Return every record in full. Match each one exactly.

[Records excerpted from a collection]
•••

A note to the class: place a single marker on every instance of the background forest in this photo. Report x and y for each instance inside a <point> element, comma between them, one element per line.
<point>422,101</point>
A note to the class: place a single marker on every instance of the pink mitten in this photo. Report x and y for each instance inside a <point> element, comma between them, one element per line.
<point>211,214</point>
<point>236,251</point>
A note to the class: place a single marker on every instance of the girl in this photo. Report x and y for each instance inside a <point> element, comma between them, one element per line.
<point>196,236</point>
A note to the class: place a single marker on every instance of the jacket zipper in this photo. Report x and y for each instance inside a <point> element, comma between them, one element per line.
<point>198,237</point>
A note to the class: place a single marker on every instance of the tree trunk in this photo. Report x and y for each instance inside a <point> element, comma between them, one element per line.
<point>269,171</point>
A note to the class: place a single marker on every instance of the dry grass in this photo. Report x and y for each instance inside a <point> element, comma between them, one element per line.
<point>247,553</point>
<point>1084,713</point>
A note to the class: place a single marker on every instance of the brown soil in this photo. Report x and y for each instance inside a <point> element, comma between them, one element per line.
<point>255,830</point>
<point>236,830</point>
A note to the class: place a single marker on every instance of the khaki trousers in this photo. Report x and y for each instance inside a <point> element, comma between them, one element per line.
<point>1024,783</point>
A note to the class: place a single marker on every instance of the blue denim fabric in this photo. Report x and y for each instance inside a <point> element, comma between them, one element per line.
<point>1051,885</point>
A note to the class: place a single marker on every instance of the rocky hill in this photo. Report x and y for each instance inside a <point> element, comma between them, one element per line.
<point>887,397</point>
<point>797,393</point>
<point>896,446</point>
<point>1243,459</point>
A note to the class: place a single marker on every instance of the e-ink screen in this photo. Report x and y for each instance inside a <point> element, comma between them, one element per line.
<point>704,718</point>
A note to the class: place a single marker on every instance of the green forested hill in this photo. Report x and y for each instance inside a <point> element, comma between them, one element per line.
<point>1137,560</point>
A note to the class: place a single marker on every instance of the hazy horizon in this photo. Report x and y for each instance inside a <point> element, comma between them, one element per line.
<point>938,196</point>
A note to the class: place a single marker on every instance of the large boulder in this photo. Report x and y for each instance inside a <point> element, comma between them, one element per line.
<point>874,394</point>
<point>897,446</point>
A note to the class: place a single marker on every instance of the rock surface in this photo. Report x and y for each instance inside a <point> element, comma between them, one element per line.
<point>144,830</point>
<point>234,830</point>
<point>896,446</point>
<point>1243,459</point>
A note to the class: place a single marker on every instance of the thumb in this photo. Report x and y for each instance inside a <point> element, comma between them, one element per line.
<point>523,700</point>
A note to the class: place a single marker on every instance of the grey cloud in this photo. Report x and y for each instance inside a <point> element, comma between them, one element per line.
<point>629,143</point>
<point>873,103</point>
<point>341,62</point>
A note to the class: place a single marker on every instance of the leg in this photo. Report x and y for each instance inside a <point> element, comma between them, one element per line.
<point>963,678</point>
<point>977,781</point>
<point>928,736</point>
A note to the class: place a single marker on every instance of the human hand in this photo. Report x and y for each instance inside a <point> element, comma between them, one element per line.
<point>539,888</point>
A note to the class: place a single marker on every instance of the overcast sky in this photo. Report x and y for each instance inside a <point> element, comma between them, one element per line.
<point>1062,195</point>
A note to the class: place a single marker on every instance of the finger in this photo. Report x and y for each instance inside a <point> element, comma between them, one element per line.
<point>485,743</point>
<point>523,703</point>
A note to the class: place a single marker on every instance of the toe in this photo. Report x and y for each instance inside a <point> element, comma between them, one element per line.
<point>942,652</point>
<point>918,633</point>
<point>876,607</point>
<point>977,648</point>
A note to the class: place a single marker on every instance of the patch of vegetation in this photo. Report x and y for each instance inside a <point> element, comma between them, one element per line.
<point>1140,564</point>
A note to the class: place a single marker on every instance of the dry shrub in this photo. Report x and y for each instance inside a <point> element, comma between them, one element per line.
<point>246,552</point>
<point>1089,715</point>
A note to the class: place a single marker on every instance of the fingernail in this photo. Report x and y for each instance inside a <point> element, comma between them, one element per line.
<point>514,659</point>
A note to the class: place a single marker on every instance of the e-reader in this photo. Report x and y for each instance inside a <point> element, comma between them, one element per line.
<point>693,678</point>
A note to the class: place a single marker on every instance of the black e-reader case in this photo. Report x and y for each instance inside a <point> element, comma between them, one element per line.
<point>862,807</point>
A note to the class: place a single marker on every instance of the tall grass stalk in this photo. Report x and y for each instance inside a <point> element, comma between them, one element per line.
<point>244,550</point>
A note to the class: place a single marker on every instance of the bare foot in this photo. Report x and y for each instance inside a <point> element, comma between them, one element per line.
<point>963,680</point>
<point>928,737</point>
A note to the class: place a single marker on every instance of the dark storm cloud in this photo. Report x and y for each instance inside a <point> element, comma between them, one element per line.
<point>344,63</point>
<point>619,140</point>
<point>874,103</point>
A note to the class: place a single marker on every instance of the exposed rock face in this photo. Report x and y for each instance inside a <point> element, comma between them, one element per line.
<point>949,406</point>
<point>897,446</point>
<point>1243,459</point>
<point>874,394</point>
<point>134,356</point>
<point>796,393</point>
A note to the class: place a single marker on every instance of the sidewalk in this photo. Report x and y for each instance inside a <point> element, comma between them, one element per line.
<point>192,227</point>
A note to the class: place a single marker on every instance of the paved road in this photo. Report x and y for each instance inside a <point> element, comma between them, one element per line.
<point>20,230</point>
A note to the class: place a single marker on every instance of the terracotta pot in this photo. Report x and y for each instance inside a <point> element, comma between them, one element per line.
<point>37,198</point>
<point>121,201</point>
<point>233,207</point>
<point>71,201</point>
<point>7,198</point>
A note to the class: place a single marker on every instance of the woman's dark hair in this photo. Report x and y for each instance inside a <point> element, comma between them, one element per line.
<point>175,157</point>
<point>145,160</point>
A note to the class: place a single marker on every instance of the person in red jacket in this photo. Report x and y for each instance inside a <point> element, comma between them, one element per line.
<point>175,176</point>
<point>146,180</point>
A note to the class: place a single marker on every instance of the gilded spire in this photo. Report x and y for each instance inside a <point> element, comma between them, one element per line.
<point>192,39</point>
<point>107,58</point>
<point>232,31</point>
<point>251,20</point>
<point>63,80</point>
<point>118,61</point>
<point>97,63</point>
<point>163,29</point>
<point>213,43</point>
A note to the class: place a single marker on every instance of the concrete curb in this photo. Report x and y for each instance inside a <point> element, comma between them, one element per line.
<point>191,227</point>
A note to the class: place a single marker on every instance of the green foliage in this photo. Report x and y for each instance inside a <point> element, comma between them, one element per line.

•••

→ **EXERCISE RESULT**:
A note to the class: place a single marker on every instance of the background forest in this photo. Report x and y for each instance inside a <point> element, comma between them, one element per line.
<point>422,101</point>
A note to the class: place a single marker on every instance of the pink mitten in this photo. Report x and y for each instance inside a <point> element, comma between them, one element per line.
<point>211,214</point>
<point>236,251</point>
A note to the class: place a single marker on every instance of the girl in this photo. Report x and y for each instance inside a <point> element, comma between them, one element per line.
<point>196,236</point>
A note to the class: place a single marker on every instance of the jacket zipper in this photo. Report x and y for each instance inside a <point> element, comma between them, one element per line.
<point>198,237</point>
A note to the class: place a single marker on every instance of the tree trunk in this photo. Report x and y for each instance inside a <point> element, comma between them, one element per line.
<point>269,171</point>
A note to the class: place a single marker on every instance of the dry grass in this photo. Report x and y for each instance inside a <point> element, comma between them, one element per line.
<point>247,553</point>
<point>1084,713</point>
A note to the class: place a single marker on every instance of the brown soil in this photo. Report x and y for each instance inside a <point> element, comma between them, one element per line.
<point>255,830</point>
<point>236,830</point>
A note to the class: place a single marker on every instance of the khaki trousers in this photo. Report x and y for each instance inside a <point> element, comma between them, one element per line.
<point>1024,783</point>
A note to the class: place a single marker on every instance of the blue denim fabric in this photo. Report x and y for each instance inside a <point> element, comma between them, one element per line.
<point>1051,885</point>
A note to the class: place a single marker on every instance of the rocky hill in this photo. Report x and y for each instance inside a <point> element, comma between them, one element per line.
<point>887,397</point>
<point>797,393</point>
<point>896,446</point>
<point>1243,459</point>
A note to the class: place a single marker on every instance of the e-ink screen in this photo. Report x and y for each instance inside a <point> element, comma between them, one element per line.
<point>704,718</point>
A note to the class: place a single marker on every instance of the green forested hill in this photo. Report x and y for each instance inside a <point> element, comma between them, one element per line.
<point>1137,560</point>
A note to the class: place a single marker on every instance of the hazy horizon in this photo. Report x and y for each instance inside a <point> element, comma between them, one element per line.
<point>938,196</point>
A note to the class: place a single marker on every instance of the large boulder in this photo. Report x and y for each instance inside a <point> element, comma between them, one element per line.
<point>874,394</point>
<point>897,446</point>
A note to the class: place a single marker on every instance of the rock surface in this photo. Report x and y for each instance inside a <point> element, comma between them, one element per line.
<point>144,830</point>
<point>234,830</point>
<point>896,446</point>
<point>1243,459</point>
A note to the class: place a single marker on every instance of the thumb in this photo. Report x and y for each instance inside a <point> element, comma between them, one element per line.
<point>523,700</point>
A note to the class: place a single marker on every instance of the grey cloud in this photo. Report x and y for each instance inside a <point> element, comma between them, one element per line.
<point>629,143</point>
<point>873,103</point>
<point>341,62</point>
A note to the class: place a single marker on every instance of the leg in this photo. Report x and y for each instance inside a <point> element, comma between them, one element per line.
<point>963,678</point>
<point>977,781</point>
<point>928,736</point>
A note to the class: place a single marker on every instance of the human hand in this photo. Report x and y for each instance inside a <point> element, comma between them, one element per line.
<point>539,888</point>
A note to the class: place a single marker on every instance of the overcast sky in this photo. Report x and y for each instance inside a <point> element, comma between them, one element per line.
<point>1062,195</point>
A note to the class: place a single marker on every instance of the finger in this photo. Report x and y for each instance inside a <point> element, comma between them, one element per line.
<point>485,743</point>
<point>523,703</point>
A note to the class: place a single marker on every instance of the toe in this photo. Report x and y for each instance inside a <point> element, comma between them, one element per line.
<point>942,652</point>
<point>918,633</point>
<point>876,607</point>
<point>977,648</point>
A note to the class: place a single marker on every instance of the patch of vegetation in this photo. Report x and y for each instance inside a <point> element, comma between them, one element per line.
<point>1140,564</point>
A note to the class: place a single marker on every instance of the dry shrub in this photo. Report x and y for each instance inside a <point> element, comma between them, one element per line.
<point>246,552</point>
<point>1089,715</point>
A note to the class: place a single marker on every instance of the fingernail in this photo. Report x and y for each instance inside a <point> element, comma between them, one element per line.
<point>514,659</point>
A note to the class: place a single marker on every instance of the e-reader in this photo. Report x and y for each instance inside a <point> element, comma between them, one element per line.
<point>693,678</point>
A note to the class: place a single marker on every instance of the black e-reader case in this photo. Report x and y for each instance inside a <point> element, comma between them, one element per line.
<point>862,807</point>
A note to the class: place a single marker on every instance of the tall grass stalk in this photo. Report x and y for each instance inside a <point> element, comma between them, one element per line.
<point>244,550</point>
A note to the class: place a single marker on every instance of the bare foot in this photo. Report x and y for each instance inside a <point> element, comma between them, one element per line.
<point>963,680</point>
<point>928,737</point>
A note to the class: place a single marker on every instance of the dark storm cloud in this photo. Report x and y for each instance inside a <point> element, comma between them, one element per line.
<point>344,63</point>
<point>619,140</point>
<point>874,103</point>
A note to the class: place a single marker on every instance of the exposed rock face in this photo. Report x and y for each instance inside a <point> element, comma between them, one element per line.
<point>949,406</point>
<point>897,446</point>
<point>1243,459</point>
<point>874,394</point>
<point>134,356</point>
<point>796,393</point>
A note to the class: place a single marker on every instance of the sidewalk in this photo. Report x and y for each instance inside a <point> element, comma between them, one element per line.
<point>192,227</point>
A note to the class: place a single marker on every instance of the paved road in this photo. Report x and y for each instance inside a <point> element, comma between them, one element per line.
<point>20,230</point>
A note to the class: place a single marker on every instance of the terracotta pot in this photo. Report x and y for each instance inside a <point> element, comma between them, one element per line.
<point>37,198</point>
<point>121,201</point>
<point>233,207</point>
<point>71,201</point>
<point>7,198</point>
A note to the class: place a single marker on every instance of the woman's dark hair in this photo. Report x and y for each instance inside a <point> element, comma between them, one element per line.
<point>175,157</point>
<point>145,160</point>
A note to the class: place a single marker on every instance of the person in red jacket in this photo. Report x and y for each instance inside a <point> element, comma between them, one element per line.
<point>175,176</point>
<point>146,180</point>
A note to the class: place a single marker on every instance of the gilded spire in this photo. Report x and y for each instance inside a <point> element, comma between them, one element per line.
<point>192,39</point>
<point>107,58</point>
<point>232,31</point>
<point>251,20</point>
<point>63,80</point>
<point>118,61</point>
<point>97,63</point>
<point>163,29</point>
<point>213,43</point>
A note to the class: place a single marker on every instance of the concrete curb in this photo. Report x and y for each instance inside a <point> element, comma between them, one element per line.
<point>191,227</point>
A note to the class: place a single marker on every instance of the green foliage in this photo. Report x and y for each instance inside a <point> element, comma between them, one element per line.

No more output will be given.